Masaharu Nomura and colleagues examine the distribution ofEGFR polymorphisms in different populations and find differences that might explain different responses to tyrosine kinase inhibitors in lung cancer patients.
Editors' Summary
Most cases of lung cancer—the leading cause of cancer deaths worldwide—are “non-small cell lung cancer” (NSCLC), which has a very low cure rate. Recently, however, “targeted” therapies have brought new hope to patients with NSCLC. Like all cancers, NSCLC occurs when cells begin to divide uncontrollably because of changes (mutations) in their genetic material. Chemotherapy drugs treat cancer by killing these rapidly dividing cells, but, because some normal tissues are sensitive to these agents, it is hard to kill the cancer completely without causing serious side effects. Targeted therapies specifically attack the changes in cancer cells that allow them to divide uncontrollably, so it might be possible to kill the cancer cells selectively without damaging normal tissues. Epidermal growth factor receptor (EGRF) was one of the first molecules for which a targeted therapy was developed. In normal cells, messenger proteins bind to EGFR and activate its “tyrosine kinase,” an enzyme that sticks phosphate groups on tyrosine (an amino acid) in other proteins. These proteins then tell the cell to divide. Alterations to this signaling system drive the uncontrolled growth of some cancers, including NSCLC.
Why Was This Study Done?

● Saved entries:

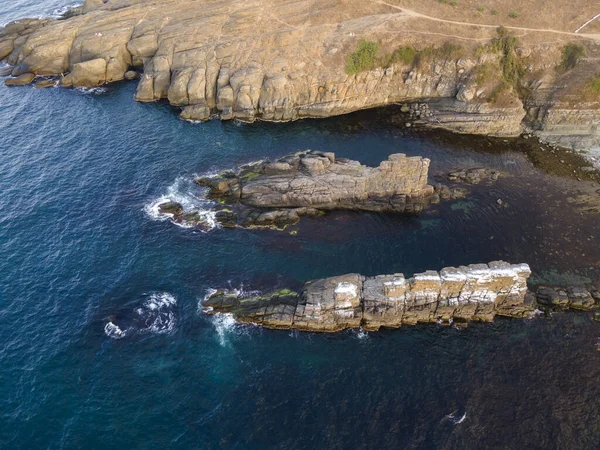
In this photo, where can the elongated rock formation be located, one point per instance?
(276, 194)
(319, 180)
(477, 292)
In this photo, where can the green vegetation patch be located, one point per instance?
(595, 85)
(364, 58)
(572, 53)
(513, 68)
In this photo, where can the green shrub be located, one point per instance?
(572, 53)
(482, 73)
(364, 58)
(595, 85)
(405, 55)
(511, 65)
(449, 50)
(499, 89)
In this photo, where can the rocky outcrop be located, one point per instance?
(21, 80)
(285, 60)
(276, 194)
(474, 293)
(320, 180)
(477, 292)
(273, 195)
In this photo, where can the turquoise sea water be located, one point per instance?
(79, 249)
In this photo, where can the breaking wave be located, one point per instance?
(456, 419)
(156, 315)
(92, 91)
(113, 331)
(191, 198)
(60, 12)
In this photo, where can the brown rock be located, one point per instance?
(6, 48)
(478, 292)
(21, 80)
(66, 80)
(89, 73)
(6, 71)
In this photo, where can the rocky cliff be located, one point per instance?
(477, 292)
(474, 293)
(285, 60)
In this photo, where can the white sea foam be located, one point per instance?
(61, 11)
(191, 198)
(113, 331)
(224, 323)
(361, 334)
(157, 314)
(92, 91)
(346, 288)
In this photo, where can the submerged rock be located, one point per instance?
(170, 207)
(474, 176)
(478, 292)
(21, 80)
(45, 83)
(574, 297)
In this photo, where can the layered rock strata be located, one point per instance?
(313, 179)
(276, 194)
(285, 60)
(477, 292)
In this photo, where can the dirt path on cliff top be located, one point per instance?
(411, 13)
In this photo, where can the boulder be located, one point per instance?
(6, 48)
(45, 83)
(66, 80)
(477, 292)
(170, 207)
(90, 73)
(21, 80)
(131, 75)
(6, 71)
(91, 5)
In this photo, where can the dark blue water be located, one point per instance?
(78, 249)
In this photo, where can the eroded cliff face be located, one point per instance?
(474, 293)
(477, 292)
(281, 60)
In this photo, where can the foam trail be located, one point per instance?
(92, 91)
(113, 331)
(185, 192)
(224, 323)
(158, 313)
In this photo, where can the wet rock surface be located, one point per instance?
(276, 194)
(474, 175)
(477, 292)
(289, 64)
(459, 295)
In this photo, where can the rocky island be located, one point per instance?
(286, 60)
(474, 293)
(309, 183)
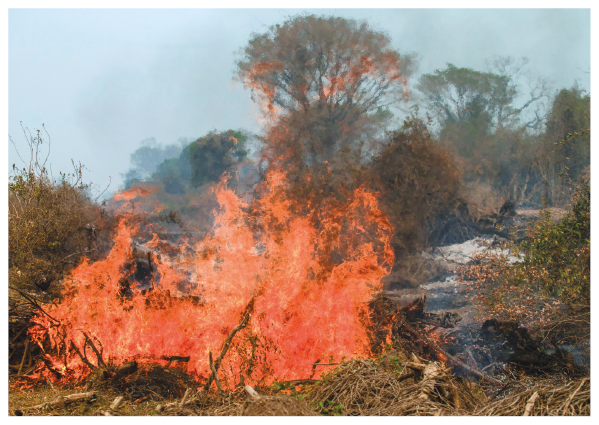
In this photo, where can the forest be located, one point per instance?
(386, 245)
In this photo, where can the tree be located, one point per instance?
(323, 81)
(420, 183)
(565, 145)
(210, 156)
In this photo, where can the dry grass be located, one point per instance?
(362, 387)
(572, 399)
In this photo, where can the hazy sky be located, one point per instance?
(104, 80)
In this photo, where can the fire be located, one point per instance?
(308, 283)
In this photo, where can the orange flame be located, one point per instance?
(310, 285)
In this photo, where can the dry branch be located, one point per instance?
(64, 399)
(185, 397)
(24, 355)
(227, 343)
(252, 392)
(450, 358)
(530, 404)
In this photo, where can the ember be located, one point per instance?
(304, 305)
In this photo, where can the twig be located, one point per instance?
(34, 303)
(565, 409)
(215, 374)
(65, 399)
(24, 356)
(93, 347)
(117, 401)
(82, 357)
(227, 342)
(530, 404)
(185, 397)
(449, 357)
(252, 392)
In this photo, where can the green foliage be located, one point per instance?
(210, 156)
(463, 95)
(556, 257)
(420, 182)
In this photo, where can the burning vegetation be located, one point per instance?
(315, 271)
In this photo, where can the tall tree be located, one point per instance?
(324, 82)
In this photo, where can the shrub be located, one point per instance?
(556, 257)
(52, 224)
(420, 182)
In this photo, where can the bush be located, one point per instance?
(420, 183)
(52, 224)
(556, 257)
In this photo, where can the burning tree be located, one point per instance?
(324, 85)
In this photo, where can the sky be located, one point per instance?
(103, 80)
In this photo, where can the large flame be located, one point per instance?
(310, 279)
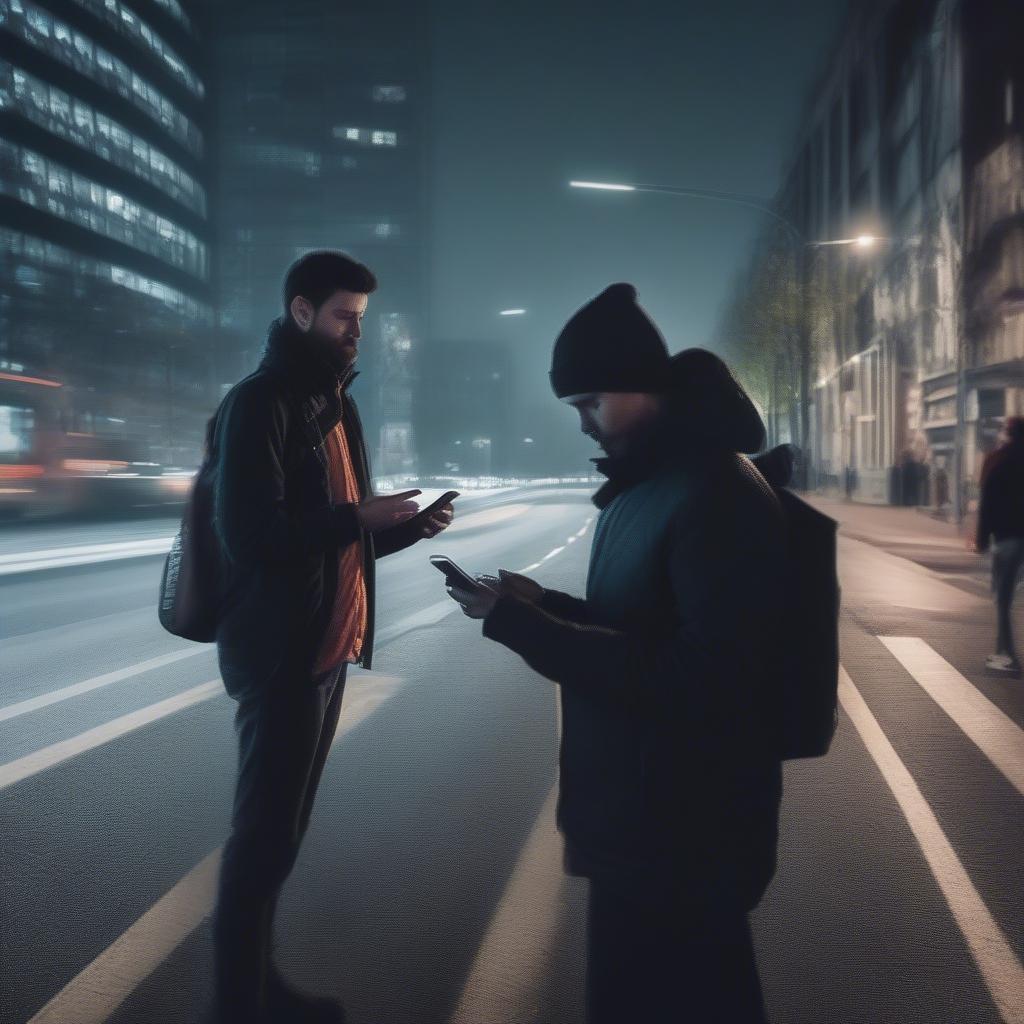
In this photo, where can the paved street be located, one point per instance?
(430, 888)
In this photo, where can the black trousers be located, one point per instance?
(653, 957)
(285, 734)
(1008, 558)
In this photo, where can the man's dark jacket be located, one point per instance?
(279, 526)
(666, 670)
(1000, 513)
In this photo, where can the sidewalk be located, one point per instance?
(911, 534)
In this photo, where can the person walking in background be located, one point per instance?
(670, 780)
(299, 530)
(1000, 522)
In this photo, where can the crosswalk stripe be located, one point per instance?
(994, 733)
(95, 682)
(31, 764)
(94, 994)
(516, 947)
(999, 968)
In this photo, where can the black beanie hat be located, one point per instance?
(609, 345)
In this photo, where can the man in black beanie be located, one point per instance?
(670, 781)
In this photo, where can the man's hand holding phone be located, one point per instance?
(437, 515)
(477, 595)
(385, 511)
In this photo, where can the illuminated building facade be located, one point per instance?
(104, 224)
(323, 118)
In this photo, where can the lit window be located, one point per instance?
(389, 94)
(39, 20)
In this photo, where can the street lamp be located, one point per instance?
(802, 244)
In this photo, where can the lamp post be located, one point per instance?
(801, 245)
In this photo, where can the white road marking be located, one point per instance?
(487, 517)
(101, 987)
(998, 966)
(97, 991)
(31, 764)
(516, 948)
(45, 699)
(994, 733)
(85, 554)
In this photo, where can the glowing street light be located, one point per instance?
(603, 185)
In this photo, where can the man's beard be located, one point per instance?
(338, 354)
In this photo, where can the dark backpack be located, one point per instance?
(809, 669)
(190, 585)
(807, 712)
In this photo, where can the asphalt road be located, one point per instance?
(430, 887)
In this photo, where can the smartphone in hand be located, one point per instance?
(454, 574)
(435, 506)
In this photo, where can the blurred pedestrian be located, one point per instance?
(1000, 522)
(670, 781)
(299, 529)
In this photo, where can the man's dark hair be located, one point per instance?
(320, 273)
(1015, 428)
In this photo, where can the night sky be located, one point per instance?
(528, 95)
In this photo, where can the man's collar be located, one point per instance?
(662, 443)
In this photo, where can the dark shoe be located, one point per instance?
(287, 1005)
(1003, 665)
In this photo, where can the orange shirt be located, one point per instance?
(347, 627)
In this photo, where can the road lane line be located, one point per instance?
(96, 992)
(45, 699)
(31, 764)
(101, 987)
(999, 968)
(84, 554)
(993, 732)
(516, 948)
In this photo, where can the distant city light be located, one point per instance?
(607, 186)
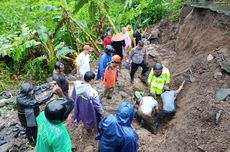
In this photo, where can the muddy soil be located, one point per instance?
(184, 48)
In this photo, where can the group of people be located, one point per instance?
(47, 130)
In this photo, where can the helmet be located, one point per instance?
(26, 88)
(109, 49)
(116, 58)
(58, 110)
(86, 47)
(141, 43)
(158, 66)
(157, 69)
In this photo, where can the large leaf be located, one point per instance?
(31, 43)
(64, 51)
(48, 8)
(59, 46)
(42, 32)
(92, 10)
(79, 4)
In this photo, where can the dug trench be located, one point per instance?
(192, 49)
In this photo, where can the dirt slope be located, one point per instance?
(183, 47)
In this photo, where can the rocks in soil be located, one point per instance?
(225, 66)
(222, 94)
(2, 103)
(210, 57)
(192, 78)
(217, 75)
(71, 78)
(6, 147)
(89, 149)
(218, 116)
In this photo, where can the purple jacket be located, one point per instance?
(86, 103)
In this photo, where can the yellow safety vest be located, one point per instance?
(157, 83)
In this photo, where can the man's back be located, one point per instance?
(147, 104)
(168, 99)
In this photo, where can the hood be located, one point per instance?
(26, 88)
(81, 87)
(125, 113)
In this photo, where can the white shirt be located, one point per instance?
(83, 63)
(147, 104)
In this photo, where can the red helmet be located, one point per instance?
(116, 58)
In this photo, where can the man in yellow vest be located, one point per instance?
(158, 77)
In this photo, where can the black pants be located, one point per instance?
(31, 133)
(135, 66)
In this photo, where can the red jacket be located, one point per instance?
(107, 40)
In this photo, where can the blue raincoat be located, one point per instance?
(116, 131)
(103, 63)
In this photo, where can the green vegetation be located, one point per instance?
(36, 33)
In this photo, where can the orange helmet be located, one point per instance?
(116, 58)
(86, 47)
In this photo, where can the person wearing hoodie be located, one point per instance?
(116, 132)
(104, 61)
(87, 104)
(52, 134)
(28, 106)
(60, 78)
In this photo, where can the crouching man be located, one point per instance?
(116, 132)
(28, 106)
(169, 106)
(52, 134)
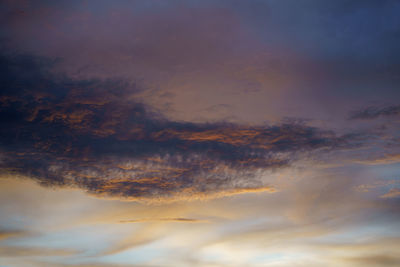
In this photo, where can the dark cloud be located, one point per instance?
(178, 219)
(370, 113)
(95, 135)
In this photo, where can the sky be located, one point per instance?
(199, 133)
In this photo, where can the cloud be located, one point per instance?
(370, 113)
(96, 135)
(393, 193)
(177, 219)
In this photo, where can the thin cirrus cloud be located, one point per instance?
(96, 136)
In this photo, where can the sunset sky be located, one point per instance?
(215, 133)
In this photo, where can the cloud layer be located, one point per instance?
(97, 136)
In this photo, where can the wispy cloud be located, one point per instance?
(177, 219)
(95, 135)
(372, 112)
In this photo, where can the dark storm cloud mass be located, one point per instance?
(370, 113)
(95, 135)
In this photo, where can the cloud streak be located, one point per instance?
(371, 113)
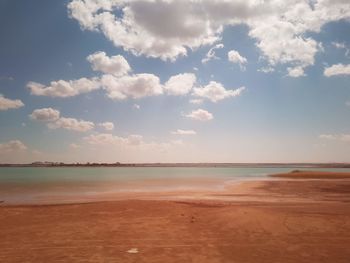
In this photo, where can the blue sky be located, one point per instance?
(223, 110)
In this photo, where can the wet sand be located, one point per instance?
(264, 221)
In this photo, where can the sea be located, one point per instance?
(31, 185)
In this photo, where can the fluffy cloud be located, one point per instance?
(108, 126)
(200, 115)
(6, 104)
(134, 86)
(72, 124)
(196, 101)
(235, 57)
(338, 137)
(180, 84)
(45, 114)
(296, 72)
(63, 89)
(278, 27)
(338, 69)
(116, 65)
(183, 132)
(214, 91)
(54, 121)
(12, 146)
(211, 53)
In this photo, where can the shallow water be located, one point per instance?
(32, 185)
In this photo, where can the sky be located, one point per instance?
(175, 81)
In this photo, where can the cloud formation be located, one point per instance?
(338, 69)
(63, 88)
(211, 53)
(183, 132)
(54, 121)
(180, 84)
(115, 65)
(12, 146)
(200, 115)
(278, 27)
(235, 57)
(6, 104)
(215, 92)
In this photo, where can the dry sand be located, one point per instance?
(266, 221)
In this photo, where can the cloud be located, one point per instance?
(211, 53)
(134, 86)
(54, 121)
(279, 27)
(200, 115)
(180, 84)
(235, 57)
(336, 137)
(12, 146)
(183, 132)
(266, 69)
(115, 65)
(72, 124)
(108, 126)
(296, 72)
(338, 69)
(64, 89)
(215, 92)
(196, 101)
(45, 114)
(6, 104)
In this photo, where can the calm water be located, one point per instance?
(21, 185)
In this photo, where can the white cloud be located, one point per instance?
(296, 72)
(214, 91)
(180, 84)
(200, 115)
(135, 86)
(339, 45)
(235, 57)
(196, 101)
(54, 121)
(108, 126)
(74, 146)
(116, 65)
(278, 27)
(211, 53)
(266, 69)
(63, 89)
(338, 69)
(337, 137)
(183, 132)
(72, 124)
(45, 114)
(6, 104)
(12, 146)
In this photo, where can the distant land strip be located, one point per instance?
(118, 164)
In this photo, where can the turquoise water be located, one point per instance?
(29, 184)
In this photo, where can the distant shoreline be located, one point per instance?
(189, 165)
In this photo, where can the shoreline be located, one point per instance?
(287, 220)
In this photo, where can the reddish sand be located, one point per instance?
(275, 221)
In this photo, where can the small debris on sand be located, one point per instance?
(133, 251)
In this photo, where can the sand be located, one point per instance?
(267, 221)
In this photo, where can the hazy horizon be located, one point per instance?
(164, 81)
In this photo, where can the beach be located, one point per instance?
(277, 220)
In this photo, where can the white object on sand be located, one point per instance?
(133, 251)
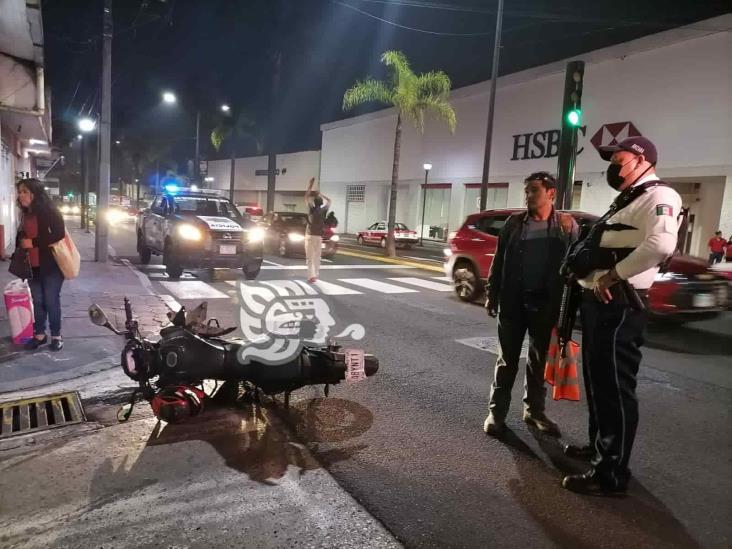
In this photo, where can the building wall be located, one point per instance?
(674, 87)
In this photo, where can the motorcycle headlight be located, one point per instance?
(189, 232)
(256, 234)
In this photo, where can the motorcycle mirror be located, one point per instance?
(97, 315)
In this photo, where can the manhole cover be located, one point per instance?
(29, 415)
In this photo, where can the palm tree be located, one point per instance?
(231, 129)
(412, 96)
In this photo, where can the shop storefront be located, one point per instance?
(680, 96)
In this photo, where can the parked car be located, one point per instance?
(376, 235)
(687, 291)
(285, 235)
(194, 230)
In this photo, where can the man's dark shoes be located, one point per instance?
(34, 343)
(592, 484)
(543, 423)
(494, 427)
(575, 451)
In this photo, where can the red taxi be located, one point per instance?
(376, 235)
(687, 291)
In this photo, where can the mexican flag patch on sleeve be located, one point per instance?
(664, 209)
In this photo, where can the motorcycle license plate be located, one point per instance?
(704, 300)
(355, 365)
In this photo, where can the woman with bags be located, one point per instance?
(42, 225)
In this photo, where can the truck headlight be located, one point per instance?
(189, 232)
(256, 234)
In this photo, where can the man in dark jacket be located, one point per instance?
(524, 290)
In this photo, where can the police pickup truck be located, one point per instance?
(198, 230)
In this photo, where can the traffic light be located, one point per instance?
(571, 122)
(574, 118)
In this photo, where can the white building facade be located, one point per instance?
(25, 113)
(674, 87)
(294, 170)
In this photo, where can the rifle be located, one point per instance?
(571, 296)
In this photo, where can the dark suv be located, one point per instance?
(688, 291)
(194, 230)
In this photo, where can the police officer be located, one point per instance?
(639, 236)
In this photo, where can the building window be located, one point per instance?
(576, 195)
(355, 193)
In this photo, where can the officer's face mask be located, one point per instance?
(614, 179)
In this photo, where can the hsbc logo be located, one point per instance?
(612, 134)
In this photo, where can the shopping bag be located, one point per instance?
(560, 370)
(19, 305)
(67, 257)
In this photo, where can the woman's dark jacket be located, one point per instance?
(51, 229)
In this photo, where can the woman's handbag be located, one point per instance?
(20, 265)
(67, 257)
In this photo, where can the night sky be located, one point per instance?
(214, 51)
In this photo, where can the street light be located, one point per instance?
(170, 98)
(87, 125)
(427, 167)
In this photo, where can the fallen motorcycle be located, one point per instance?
(170, 372)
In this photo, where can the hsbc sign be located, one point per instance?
(545, 144)
(612, 134)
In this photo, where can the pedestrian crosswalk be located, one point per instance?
(190, 287)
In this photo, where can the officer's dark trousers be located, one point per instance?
(513, 323)
(612, 335)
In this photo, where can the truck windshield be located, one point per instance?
(203, 205)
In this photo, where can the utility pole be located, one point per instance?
(101, 235)
(84, 186)
(197, 167)
(571, 122)
(491, 109)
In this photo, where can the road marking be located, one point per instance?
(170, 301)
(421, 258)
(164, 276)
(422, 283)
(382, 287)
(193, 289)
(144, 280)
(332, 267)
(328, 288)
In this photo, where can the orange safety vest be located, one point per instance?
(561, 371)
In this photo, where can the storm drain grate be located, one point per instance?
(29, 415)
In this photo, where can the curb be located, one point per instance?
(392, 261)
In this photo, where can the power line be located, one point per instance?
(537, 14)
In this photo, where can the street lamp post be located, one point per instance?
(86, 126)
(427, 167)
(171, 99)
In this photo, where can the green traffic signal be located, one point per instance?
(574, 117)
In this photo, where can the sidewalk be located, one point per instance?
(88, 348)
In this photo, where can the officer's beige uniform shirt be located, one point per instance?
(653, 217)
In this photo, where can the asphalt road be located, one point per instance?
(411, 449)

● Your objective:
Transcribe the part of the lung cancer summary starting at "Masaharu Nomura and" and ending at "lung cancer patients.". Work only from the lung cancer summary, not from the data.

● Response to this task:
Masaharu Nomura and colleagues examine the distribution ofEGFR polymorphisms in different populations and find differences that might explain different responses to tyrosine kinase inhibitors in lung cancer patients.